Required task: Copy out every line of the listing below word for word, with no changes.

Records provided:
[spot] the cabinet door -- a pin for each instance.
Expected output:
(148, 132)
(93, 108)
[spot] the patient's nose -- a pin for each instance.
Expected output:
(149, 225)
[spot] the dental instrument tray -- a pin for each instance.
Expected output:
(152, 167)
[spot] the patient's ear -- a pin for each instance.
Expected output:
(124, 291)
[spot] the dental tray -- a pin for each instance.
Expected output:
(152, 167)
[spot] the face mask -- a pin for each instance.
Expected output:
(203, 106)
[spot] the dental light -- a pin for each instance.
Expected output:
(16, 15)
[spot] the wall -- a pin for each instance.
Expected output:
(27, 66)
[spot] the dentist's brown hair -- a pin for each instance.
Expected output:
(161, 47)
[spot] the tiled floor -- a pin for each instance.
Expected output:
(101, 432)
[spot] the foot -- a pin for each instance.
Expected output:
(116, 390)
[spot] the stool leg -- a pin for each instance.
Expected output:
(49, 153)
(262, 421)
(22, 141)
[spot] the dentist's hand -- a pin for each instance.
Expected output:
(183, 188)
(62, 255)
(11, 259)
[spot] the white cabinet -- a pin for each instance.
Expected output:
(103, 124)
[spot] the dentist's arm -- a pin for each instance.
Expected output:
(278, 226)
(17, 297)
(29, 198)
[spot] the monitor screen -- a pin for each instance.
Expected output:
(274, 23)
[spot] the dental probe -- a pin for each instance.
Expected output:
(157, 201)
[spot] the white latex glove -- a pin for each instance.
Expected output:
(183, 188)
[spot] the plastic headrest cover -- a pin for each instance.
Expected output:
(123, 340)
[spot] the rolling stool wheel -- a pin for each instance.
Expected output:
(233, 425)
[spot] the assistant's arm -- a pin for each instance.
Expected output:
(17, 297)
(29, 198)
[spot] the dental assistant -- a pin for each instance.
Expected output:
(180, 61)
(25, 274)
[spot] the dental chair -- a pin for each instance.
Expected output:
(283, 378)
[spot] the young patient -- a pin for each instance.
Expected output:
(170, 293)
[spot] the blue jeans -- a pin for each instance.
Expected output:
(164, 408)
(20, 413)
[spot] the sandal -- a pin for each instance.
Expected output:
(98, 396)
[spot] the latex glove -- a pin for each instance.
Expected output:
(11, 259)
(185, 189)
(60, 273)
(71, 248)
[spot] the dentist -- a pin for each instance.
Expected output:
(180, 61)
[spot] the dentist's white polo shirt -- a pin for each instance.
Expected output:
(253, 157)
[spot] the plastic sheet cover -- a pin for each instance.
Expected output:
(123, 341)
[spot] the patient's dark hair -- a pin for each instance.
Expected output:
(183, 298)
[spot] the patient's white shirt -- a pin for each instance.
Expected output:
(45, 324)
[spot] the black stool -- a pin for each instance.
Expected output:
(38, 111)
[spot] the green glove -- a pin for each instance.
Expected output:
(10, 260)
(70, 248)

Result for this task:
[spot] the cabinet door -- a pin for each instance.
Expected output:
(148, 132)
(93, 108)
[spot] the patient's nose -- a pin for each instance.
Expected output:
(149, 225)
[spot] the dental instrument tray -- a pin for each instance.
Expected output:
(152, 167)
[spot] the patient's ear -- a pin for each instance.
Expected output:
(124, 291)
[spot] the dental tray -- a pin for each instance.
Expected output:
(152, 167)
[spot] the face mask -- a pin for each instance.
Expected output:
(203, 106)
[spot] the dental light -- a pin for each instance.
Expected output:
(16, 15)
[spot] the wall -- a pin for each instance.
Expected output:
(27, 66)
[spot] the dentist's brown hair -- a pin for each instance.
Expected output:
(161, 47)
[spot] the tiled floor -- a pin for each instance.
Expected output:
(101, 432)
[spot] the foot -- a pin for each instance.
Expected output:
(116, 390)
[spot] the stool leg -- a pin for each instance.
Expected output:
(49, 153)
(262, 421)
(22, 141)
[spot] the dentist's hand -- a pin for each instance.
Expected output:
(183, 188)
(62, 255)
(11, 259)
[spot] the white cabinet -- a pin for each instance.
Expected output:
(103, 124)
[spot] the dentist's arm -- a pin for each instance.
Expected output:
(278, 226)
(17, 297)
(29, 198)
[spot] the monitor screen -- a pin for each instance.
Expected output:
(274, 23)
[spot] the dental probe -- a pin for each instance.
Expected output:
(157, 201)
[spot] the white latex glove -- a pin for each instance.
Expected output:
(183, 188)
[spot] the plastic headrest cover -- a pin for each instance.
Expected output:
(123, 340)
[spot] the rolling stool wheel -- a pin for each instance.
Expected output:
(233, 425)
[spot] the assistant's arm -- a pin for each instance.
Expected output:
(17, 297)
(29, 198)
[spot] the dental assistant -- a pin for each instance.
Expected output:
(180, 61)
(25, 274)
[spot] the dental chair -- a pin for each instance.
Expected output:
(283, 378)
[spot] the young patient -- a pin for each instance.
Expected output:
(170, 293)
[spot] the blue jeans -- a pin for each instance.
Expected output:
(164, 408)
(20, 413)
[spot] the sandal -- a pin for each instance.
Expected output:
(98, 396)
[spot] the latex glove -- a pin for each instance.
Expected output:
(11, 259)
(185, 189)
(60, 273)
(71, 248)
[spot] the dentist -- a pin for each instance.
Expected output:
(180, 61)
[spot] the dentist's white polo shirt -- a pin for each instance.
Expected output:
(253, 157)
[spot] the plastic sheet cover -- a pin for each instance.
Expected output:
(123, 341)
[spot] the patient's dark hair -- a pin for each instance.
Expected output:
(183, 298)
[spot] the patient's white shirt -- a pin for each instance.
Expected output:
(45, 324)
[spot] the black stool -- a pin for each instance.
Expected output:
(38, 111)
[spot] the green glove -- a pin for each instance.
Expected output:
(10, 260)
(70, 248)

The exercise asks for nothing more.